WHAT THE TASK ASKS — Leaving the images aside, transcribe all the data below exactly.

RECORD SET —
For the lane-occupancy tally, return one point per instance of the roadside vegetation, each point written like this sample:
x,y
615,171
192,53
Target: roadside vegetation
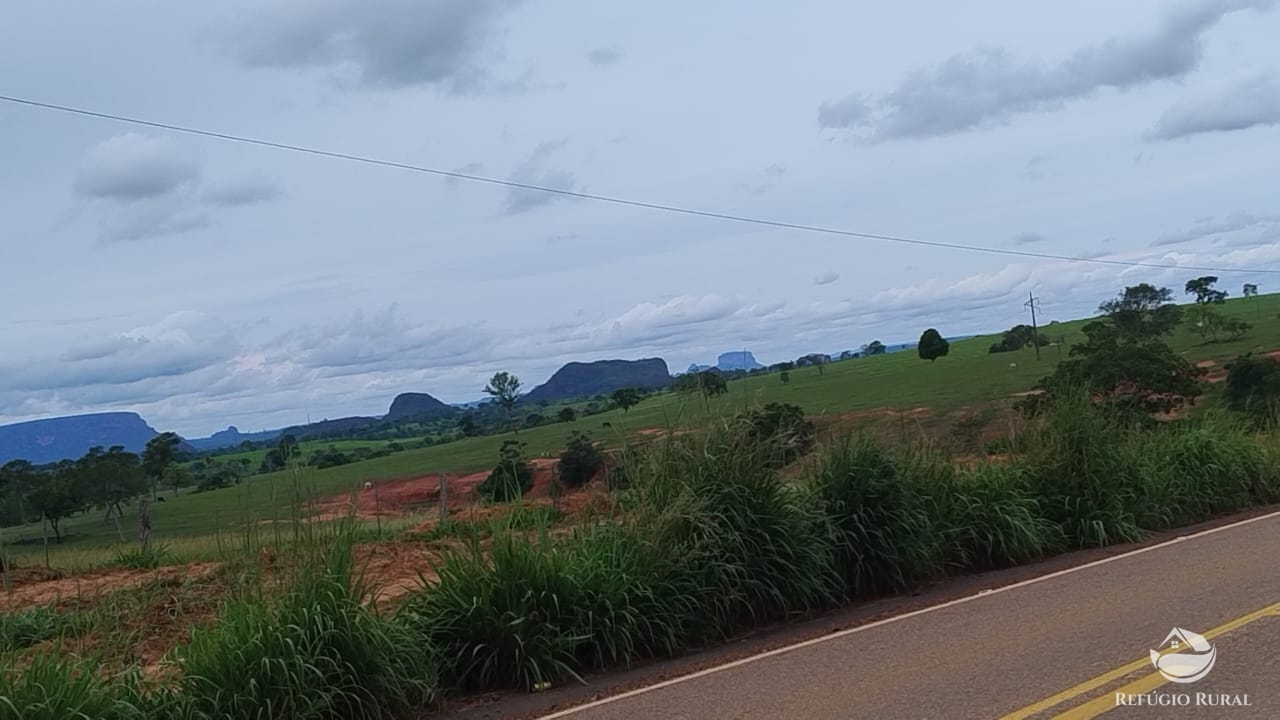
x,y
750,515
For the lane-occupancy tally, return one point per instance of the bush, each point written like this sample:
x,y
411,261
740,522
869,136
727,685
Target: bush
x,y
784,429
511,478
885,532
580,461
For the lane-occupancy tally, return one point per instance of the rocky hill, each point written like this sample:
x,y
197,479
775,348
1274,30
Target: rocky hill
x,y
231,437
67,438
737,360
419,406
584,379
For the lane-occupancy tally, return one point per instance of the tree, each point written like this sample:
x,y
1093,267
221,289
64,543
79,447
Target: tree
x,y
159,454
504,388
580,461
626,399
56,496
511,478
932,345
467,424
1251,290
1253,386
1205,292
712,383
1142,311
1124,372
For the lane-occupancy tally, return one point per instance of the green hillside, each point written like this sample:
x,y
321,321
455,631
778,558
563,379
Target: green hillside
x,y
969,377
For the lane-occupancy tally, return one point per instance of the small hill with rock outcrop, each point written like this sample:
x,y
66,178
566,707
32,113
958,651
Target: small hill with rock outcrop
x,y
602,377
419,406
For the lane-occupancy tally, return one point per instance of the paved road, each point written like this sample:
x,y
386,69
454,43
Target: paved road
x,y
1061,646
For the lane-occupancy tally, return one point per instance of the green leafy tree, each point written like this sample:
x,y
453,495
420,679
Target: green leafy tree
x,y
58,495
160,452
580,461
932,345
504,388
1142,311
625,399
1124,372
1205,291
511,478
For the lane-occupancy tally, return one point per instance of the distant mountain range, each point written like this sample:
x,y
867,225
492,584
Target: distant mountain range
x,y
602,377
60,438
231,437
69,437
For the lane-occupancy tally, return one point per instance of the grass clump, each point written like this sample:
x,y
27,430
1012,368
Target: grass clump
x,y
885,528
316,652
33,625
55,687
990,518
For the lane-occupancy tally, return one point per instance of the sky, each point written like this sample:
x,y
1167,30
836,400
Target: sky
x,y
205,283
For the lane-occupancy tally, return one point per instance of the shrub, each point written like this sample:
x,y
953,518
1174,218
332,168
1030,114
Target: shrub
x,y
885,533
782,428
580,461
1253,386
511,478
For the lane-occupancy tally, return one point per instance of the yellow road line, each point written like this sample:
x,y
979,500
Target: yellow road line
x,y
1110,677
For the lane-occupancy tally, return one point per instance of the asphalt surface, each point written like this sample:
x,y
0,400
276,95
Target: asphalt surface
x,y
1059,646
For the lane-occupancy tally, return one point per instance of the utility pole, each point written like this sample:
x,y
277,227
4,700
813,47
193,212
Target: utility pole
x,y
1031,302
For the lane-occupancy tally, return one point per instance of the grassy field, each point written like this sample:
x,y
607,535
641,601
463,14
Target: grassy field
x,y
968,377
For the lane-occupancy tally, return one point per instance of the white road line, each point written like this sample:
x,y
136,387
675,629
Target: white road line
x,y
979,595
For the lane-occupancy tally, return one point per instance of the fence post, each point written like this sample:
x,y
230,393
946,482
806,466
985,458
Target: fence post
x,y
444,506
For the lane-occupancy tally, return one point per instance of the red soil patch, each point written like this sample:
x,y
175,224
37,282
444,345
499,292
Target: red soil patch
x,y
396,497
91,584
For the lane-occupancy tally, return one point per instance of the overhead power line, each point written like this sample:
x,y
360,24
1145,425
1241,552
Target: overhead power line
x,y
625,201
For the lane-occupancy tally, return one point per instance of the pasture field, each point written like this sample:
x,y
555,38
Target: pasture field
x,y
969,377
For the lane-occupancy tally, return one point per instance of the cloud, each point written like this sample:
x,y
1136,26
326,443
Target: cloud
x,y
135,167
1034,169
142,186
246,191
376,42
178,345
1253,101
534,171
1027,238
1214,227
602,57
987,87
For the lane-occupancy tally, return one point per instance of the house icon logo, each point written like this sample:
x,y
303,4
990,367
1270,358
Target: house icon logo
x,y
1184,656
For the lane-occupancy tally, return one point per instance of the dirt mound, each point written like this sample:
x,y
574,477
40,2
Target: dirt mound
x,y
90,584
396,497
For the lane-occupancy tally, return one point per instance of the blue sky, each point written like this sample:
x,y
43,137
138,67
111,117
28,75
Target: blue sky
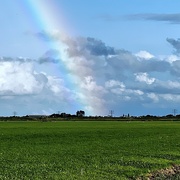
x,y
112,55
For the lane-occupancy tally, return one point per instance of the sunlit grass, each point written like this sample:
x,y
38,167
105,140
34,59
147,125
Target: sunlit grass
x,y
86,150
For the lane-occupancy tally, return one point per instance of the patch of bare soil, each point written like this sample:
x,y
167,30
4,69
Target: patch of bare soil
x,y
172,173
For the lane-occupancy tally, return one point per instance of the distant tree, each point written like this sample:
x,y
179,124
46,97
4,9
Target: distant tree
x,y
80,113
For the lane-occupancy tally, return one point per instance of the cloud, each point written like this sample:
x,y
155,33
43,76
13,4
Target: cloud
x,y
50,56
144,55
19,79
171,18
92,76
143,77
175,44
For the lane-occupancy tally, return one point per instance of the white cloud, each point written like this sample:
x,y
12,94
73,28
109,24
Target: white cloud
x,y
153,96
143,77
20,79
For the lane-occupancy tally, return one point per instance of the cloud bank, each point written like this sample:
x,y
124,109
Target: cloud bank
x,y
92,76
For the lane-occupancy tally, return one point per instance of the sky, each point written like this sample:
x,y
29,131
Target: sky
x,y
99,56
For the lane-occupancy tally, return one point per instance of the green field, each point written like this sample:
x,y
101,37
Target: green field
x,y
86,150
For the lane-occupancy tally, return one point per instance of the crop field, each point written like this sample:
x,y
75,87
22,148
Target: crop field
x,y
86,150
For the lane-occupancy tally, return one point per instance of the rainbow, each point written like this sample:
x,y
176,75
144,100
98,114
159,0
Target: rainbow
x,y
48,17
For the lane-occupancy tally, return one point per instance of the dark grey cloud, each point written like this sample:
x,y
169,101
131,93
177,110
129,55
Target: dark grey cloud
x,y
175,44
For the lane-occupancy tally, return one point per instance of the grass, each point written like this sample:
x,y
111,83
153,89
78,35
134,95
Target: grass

ANSWER TO THIS TASK —
For the lane-occupancy tally, return one point per instance of the roadside vegetation, each point written like this sample:
x,y
615,171
192,53
Target: roadside vegetation
x,y
750,515
For the lane-occupancy tally, return one point per instance of the bush, each point written like this sample:
x,y
411,261
740,522
869,136
727,685
Target: bush
x,y
784,429
511,478
885,532
580,461
For the lane-occupancy tally, return one point per instance of the rocky hill, each point written like this sample:
x,y
197,479
775,348
1274,30
Target: rocky hill
x,y
231,437
67,438
737,360
419,406
584,379
For the lane-occupancy tally, return one point per instance of the tree, each point written like this sample:
x,y
1093,267
221,289
64,543
79,447
Target: tree
x,y
159,454
504,388
580,461
626,399
56,496
511,478
932,345
467,424
1251,290
1253,386
1205,292
712,383
1142,311
1124,372
For the lane-occupancy tally, return one point per instance of the green hillside, each point written like this sample:
x,y
321,321
455,631
778,558
563,379
Target: green hillside
x,y
969,377
For the lane-occupancy tally, return one point per instance of the small hill with rock outcrop, each point written like this sample:
x,y
66,178
566,707
32,113
958,651
Target: small hill with rock outcrop
x,y
602,377
419,406
For the lane-occupancy tally, return one point per instance of the paved road, each point written like this sample:
x,y
386,69
454,43
Target: paved road
x,y
1061,646
For the lane-occupancy tally, return one point per instance of the green leafy tree, each point written like this sample:
x,y
453,495
420,679
Target: green leafy tree
x,y
58,495
160,452
580,461
932,345
504,388
1142,311
625,399
1124,372
1205,291
511,478
For the lane-occupancy tally, return one point per instance of the distant mountain range, each point written like this sample:
x,y
867,225
492,584
Target: distant mountain range
x,y
602,377
60,438
231,437
69,437
For the lane-occupancy tally, return one point per instance of the grass clump, each point written like this sample:
x,y
27,430
1012,368
Target: grass clump
x,y
885,528
316,652
33,625
55,687
990,518
For the lane-occupancy tally, return one point per instance of the sky, each point written like this sample:
x,y
1167,30
836,400
Target: sky
x,y
205,283
For the lane-occupancy tally, return one point per instance of the shrub, each point written like this sample:
x,y
953,518
1174,218
332,168
1030,114
Target: shrub
x,y
885,533
782,428
580,461
1253,386
511,478
For the lane-occupancy tally, return one point per instance of the yellow road line, each point written like this sample:
x,y
979,500
Target: yellow road line
x,y
1110,677
For the lane-occupancy tally, return one point per instance of the asphalt surface, each point written like this sample:
x,y
0,400
276,95
Target: asphalt surface
x,y
1059,646
For the lane-occupancy tally, return one point per instance of the utility pole, each point written like this sample:
x,y
277,227
4,700
813,47
193,212
Target: utility pole
x,y
1031,302
For the lane-occupancy tally, return one point per instance of the grassy field, each point written like this sample:
x,y
607,535
641,601
463,14
Target: grassy field
x,y
968,377
For the lane-occupancy tally, return one point per instance of the white road line, each point written like this sample:
x,y
136,387
675,629
Target: white road line
x,y
979,595
For the lane-occupancy tally, return one point per instance of the fence post, each point written like this sample:
x,y
230,393
946,482
806,466
985,458
Target: fence post
x,y
444,506
For the lane-occupancy tally, return one point per instance of the red soil patch, each point written like this sample:
x,y
175,224
37,282
444,345
499,292
Target: red soil patch
x,y
396,497
91,584
For the lane-occupancy tally, return one point per instance of the overhead power line, each point written like this sample:
x,y
360,24
1145,425
1241,552
Target: overhead power line
x,y
625,201
For the lane-occupancy tally, return one point per instance of the pasture field, each point written like this sample:
x,y
555,38
Target: pasture field
x,y
969,377
For the lane-occupancy tally, return one point per instance of the cloud, each point written like this sample:
x,y
1136,26
326,443
Target: cloud
x,y
135,167
1034,169
142,186
246,191
376,42
178,345
1253,101
534,171
1027,238
1214,227
602,57
987,87
For the lane-occupancy tally, return one point per instance of the house icon logo, each point written like this sample:
x,y
303,4
990,367
1270,358
Target: house icon logo
x,y
1184,656
For the lane-occupancy tally, return one point per instance of the dirt mound, each point written like this sample:
x,y
574,477
40,2
Target: dirt mound
x,y
90,584
396,497
For the lane-occupancy tally, return one point per instance of the blue sky, each point written like this sample:
x,y
43,137
138,67
111,117
28,75
Target: blue sky
x,y
112,55
For the lane-occupancy tally, return one point per instance of the sunlit grass, each point written like this sample:
x,y
38,167
105,140
34,59
147,125
Target: sunlit grass
x,y
86,150
For the lane-occupancy tally, return one point per instance of the patch of bare soil, each point written like this sample:
x,y
167,30
4,69
Target: patch of bare soil
x,y
172,173
For the lane-occupancy tally, return one point per instance of the distant tree, each point written like this sample:
x,y
179,124
46,97
4,9
Target: distant tree
x,y
80,113
For the lane-occupancy tally, return one point per instance of the cloud, each point written like this sample:
x,y
155,33
43,76
13,4
Target: cloud
x,y
50,56
144,55
19,79
171,18
92,76
143,77
175,44
For the lane-occupancy tally, return one point per instance of the white cloud, each point written like this sample:
x,y
12,94
73,28
109,24
Target: white cloud
x,y
153,96
143,77
20,79
For the lane-occupancy tally, return one point per instance of the cloud bank, each point written like this sample:
x,y
124,109
Target: cloud bank
x,y
92,76
For the lane-occupancy tally, return one point per instance of the sky, each point written like this sample:
x,y
29,131
Target: sky
x,y
99,56
For the lane-occupancy tally, return one point per instance of the green field, each point written like this sample:
x,y
101,37
Target: green field
x,y
86,150
For the lane-occupancy tally, return one point per instance of the crop field, each point written like this sample:
x,y
75,87
22,148
Target: crop field
x,y
86,150
For the lane-occupancy tally, return one point per instance of the rainbow, each point written like this sample:
x,y
176,75
144,100
98,114
159,0
Target: rainbow
x,y
48,17
For the lane-occupancy tally, return one point per instance of the dark grey cloud, each point written like this sample:
x,y
169,101
131,93
177,110
129,55
Target: dark grey cloud
x,y
175,44
For the lane-occupancy tally, return one point per instance of the grass, each point written like this sample:
x,y
111,83
153,89
78,35
134,95
Target: grass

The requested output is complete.